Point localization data
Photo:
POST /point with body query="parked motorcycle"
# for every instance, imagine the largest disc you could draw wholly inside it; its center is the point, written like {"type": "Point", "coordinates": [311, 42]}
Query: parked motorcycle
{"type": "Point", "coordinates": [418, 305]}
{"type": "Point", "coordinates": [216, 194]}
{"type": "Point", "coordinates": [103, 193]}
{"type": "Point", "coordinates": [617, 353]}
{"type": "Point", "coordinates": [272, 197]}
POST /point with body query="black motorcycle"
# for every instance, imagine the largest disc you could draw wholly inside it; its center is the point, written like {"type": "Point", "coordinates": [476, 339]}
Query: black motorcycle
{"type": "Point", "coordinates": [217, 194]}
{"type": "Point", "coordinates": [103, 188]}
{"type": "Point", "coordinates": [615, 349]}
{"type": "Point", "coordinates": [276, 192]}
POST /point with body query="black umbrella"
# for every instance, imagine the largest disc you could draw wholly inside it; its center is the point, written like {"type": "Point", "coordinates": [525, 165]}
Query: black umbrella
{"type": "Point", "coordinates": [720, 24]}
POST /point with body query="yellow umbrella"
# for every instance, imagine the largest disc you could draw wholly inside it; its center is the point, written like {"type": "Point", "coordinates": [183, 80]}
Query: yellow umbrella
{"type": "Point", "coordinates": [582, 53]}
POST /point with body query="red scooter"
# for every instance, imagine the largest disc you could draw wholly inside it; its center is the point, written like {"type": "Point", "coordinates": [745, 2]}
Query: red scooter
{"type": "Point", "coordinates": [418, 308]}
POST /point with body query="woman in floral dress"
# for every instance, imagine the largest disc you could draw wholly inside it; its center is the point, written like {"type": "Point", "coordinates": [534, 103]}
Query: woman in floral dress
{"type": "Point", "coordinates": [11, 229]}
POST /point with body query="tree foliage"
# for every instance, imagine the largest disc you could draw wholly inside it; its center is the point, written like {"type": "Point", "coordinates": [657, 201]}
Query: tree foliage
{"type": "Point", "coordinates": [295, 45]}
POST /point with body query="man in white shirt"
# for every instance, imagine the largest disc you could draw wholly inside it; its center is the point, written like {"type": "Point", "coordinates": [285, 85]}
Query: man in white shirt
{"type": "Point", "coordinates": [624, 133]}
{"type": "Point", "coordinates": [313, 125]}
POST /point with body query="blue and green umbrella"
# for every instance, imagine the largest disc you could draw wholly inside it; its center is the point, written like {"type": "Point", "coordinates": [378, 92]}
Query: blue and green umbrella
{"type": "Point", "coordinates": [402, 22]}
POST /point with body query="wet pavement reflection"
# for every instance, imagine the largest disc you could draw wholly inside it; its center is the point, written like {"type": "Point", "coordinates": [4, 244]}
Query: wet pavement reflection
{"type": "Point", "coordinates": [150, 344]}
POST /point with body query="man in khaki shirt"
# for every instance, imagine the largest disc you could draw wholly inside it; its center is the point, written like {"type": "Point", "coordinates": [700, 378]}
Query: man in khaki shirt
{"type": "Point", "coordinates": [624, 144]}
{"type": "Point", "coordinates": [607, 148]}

**Problem:** This exercise requires the entries above to be restated exactly.

**Reply to the task:**
Photo:
POST /point with body query="parked motorcycle"
# for every instance, imagine the largest disc you could draw wholly inside it; its center is the point, written like {"type": "Point", "coordinates": [311, 42]}
Query: parked motorcycle
{"type": "Point", "coordinates": [418, 305]}
{"type": "Point", "coordinates": [216, 194]}
{"type": "Point", "coordinates": [103, 193]}
{"type": "Point", "coordinates": [617, 353]}
{"type": "Point", "coordinates": [272, 197]}
POST /point with body query="black motorcycle"
# for every instance, imagine the largest disc you could draw wholly inside it; its center is the point, written like {"type": "Point", "coordinates": [476, 339]}
Query: black motorcycle
{"type": "Point", "coordinates": [217, 194]}
{"type": "Point", "coordinates": [103, 188]}
{"type": "Point", "coordinates": [615, 349]}
{"type": "Point", "coordinates": [276, 192]}
POST /point with body query="black umbrella"
# for every instance, imagine the largest disc you could draw wholly inside it; its center is the point, written like {"type": "Point", "coordinates": [525, 165]}
Query: black umbrella
{"type": "Point", "coordinates": [720, 24]}
POST /point with body query="yellow umbrella"
# for every instance, imagine the largest disc you could draw wholly inside it; its center is the point, written like {"type": "Point", "coordinates": [183, 80]}
Query: yellow umbrella
{"type": "Point", "coordinates": [582, 53]}
POST /point with body query="red scooter"
# for every instance, imagine the largest disc you could draw wholly inside it; its center is the point, written like {"type": "Point", "coordinates": [745, 2]}
Query: red scooter
{"type": "Point", "coordinates": [418, 308]}
POST /point with body query="woman in floral dress"
# for every instance, imagine the largest disc you could draw wholly inside it; its center is the point, written like {"type": "Point", "coordinates": [534, 103]}
Query: woman in floral dress
{"type": "Point", "coordinates": [11, 229]}
POST /point with body query="tree foliage"
# for every instance, imagine the largest disc you could draw wholly inside it; its center is the point, written like {"type": "Point", "coordinates": [657, 201]}
Query: tree foliage
{"type": "Point", "coordinates": [295, 45]}
POST /point with body query="man in white shirt"
# for every instance, imagine the largest disc you could draw wholly inside it; its center is the point, written like {"type": "Point", "coordinates": [285, 85]}
Query: man in white shirt
{"type": "Point", "coordinates": [624, 133]}
{"type": "Point", "coordinates": [313, 125]}
POST /point with body query="blue and green umbrella"
# for every instance, imagine the largest disc you could draw wholly inside it; its center is the point, written like {"type": "Point", "coordinates": [378, 92]}
Query: blue and green umbrella
{"type": "Point", "coordinates": [402, 22]}
POST /point with body query="wet pavement reflection"
# for every instance, imagine the largest disc you could draw wholly inside it; its center is the point, written like {"type": "Point", "coordinates": [4, 244]}
Query: wet pavement reflection
{"type": "Point", "coordinates": [150, 344]}
POST /point with body query="man in khaki shirt"
# for every instance, imagine the largest disc you could draw wholly inside it; its center is the point, written like {"type": "Point", "coordinates": [700, 378]}
Query: man in khaki shirt
{"type": "Point", "coordinates": [624, 144]}
{"type": "Point", "coordinates": [607, 148]}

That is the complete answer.